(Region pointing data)
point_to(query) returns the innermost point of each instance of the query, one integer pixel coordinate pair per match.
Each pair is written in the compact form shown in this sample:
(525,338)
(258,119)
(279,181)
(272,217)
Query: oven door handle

• **Task directions**
Every record should be printed again exactly as it reads.

• **Solution to this task**
point_to(query) returns the innermost point of each instance of the query, one integer pixel coordinate pair per match.
Each pair is written in the compact form shown in this sample:
(525,338)
(258,119)
(279,181)
(272,217)
Query: oven door handle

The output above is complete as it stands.